WHAT IS NEEDED:
Rewrite the stretch of the data below from the line containing "query | train roof" through the end of the data, replacing every occurrence of "dot" with "marker" and leaving all else unchanged.

ENTRIES PROVIDED:
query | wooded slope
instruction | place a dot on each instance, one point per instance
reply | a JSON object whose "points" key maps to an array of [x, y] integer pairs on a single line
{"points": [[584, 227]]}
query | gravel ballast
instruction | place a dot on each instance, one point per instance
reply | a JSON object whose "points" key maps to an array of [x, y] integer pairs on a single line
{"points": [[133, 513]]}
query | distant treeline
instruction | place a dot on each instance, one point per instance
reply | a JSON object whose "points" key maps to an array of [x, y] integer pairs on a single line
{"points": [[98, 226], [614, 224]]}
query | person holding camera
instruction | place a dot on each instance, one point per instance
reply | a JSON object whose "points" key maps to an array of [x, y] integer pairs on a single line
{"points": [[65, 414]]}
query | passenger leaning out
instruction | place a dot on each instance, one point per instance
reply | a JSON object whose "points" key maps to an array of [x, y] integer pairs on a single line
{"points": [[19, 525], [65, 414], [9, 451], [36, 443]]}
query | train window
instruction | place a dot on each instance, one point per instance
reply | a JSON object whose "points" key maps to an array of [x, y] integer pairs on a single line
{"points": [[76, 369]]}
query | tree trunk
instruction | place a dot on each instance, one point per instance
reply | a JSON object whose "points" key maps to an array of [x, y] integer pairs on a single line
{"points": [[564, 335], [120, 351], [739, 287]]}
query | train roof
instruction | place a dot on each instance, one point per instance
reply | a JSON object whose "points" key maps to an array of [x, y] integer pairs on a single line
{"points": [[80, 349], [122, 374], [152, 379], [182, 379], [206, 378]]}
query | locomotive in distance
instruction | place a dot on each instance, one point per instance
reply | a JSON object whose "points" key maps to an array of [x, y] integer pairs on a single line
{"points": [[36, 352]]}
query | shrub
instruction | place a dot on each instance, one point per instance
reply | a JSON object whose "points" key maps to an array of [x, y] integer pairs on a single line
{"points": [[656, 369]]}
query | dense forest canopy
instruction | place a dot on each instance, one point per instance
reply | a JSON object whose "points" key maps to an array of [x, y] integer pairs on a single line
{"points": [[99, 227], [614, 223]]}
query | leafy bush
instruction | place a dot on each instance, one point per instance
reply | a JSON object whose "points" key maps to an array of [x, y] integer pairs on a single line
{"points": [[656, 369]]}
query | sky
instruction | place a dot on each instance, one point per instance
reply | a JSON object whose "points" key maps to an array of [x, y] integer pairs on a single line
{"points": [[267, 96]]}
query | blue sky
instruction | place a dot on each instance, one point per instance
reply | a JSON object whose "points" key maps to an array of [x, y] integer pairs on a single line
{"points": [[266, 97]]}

RESULT:
query | train roof
instruction | place a marker on each instance, one point per instance
reply | a JSON object whose "points" key maps to an array of [x, y] integer pairs on a single line
{"points": [[80, 349], [122, 374], [152, 379], [182, 379], [206, 378]]}
query | locomotive in distance
instruction | place a marker on each instance, one point per instance
reply | a JSON object whose "points" key maps to an array of [x, y] integer pairs on a single line
{"points": [[36, 352]]}
query | shrub
instruction | place a marker on each instance, one point per instance
reply | a JSON object whose "points" key maps to an array of [x, y] integer pairs on a single line
{"points": [[656, 369]]}
query | dense forest canopy
instruction | place a marker on each instance, one point per instance
reply | a JSON object whose "points" key maps to an array of [x, y] integer pairs on a single line
{"points": [[99, 227], [614, 223]]}
query | leafy bush
instruction | place a marker on each instance, one point per instance
reply | a JSON object whose "points" key maps to an array of [x, y] integer pairs on a single line
{"points": [[656, 369]]}
query | sky
instruction | place a marker on each instance, one point per instance
reply | a JSON object whose "points" key maps to an array of [x, y] integer pairs on a single line
{"points": [[267, 96]]}
query | blue sky
instruction | place a marker on each instance, one point per instance
reply | a JSON object whose "points" key maps to an array of [x, y] integer pairs on a single line
{"points": [[266, 97]]}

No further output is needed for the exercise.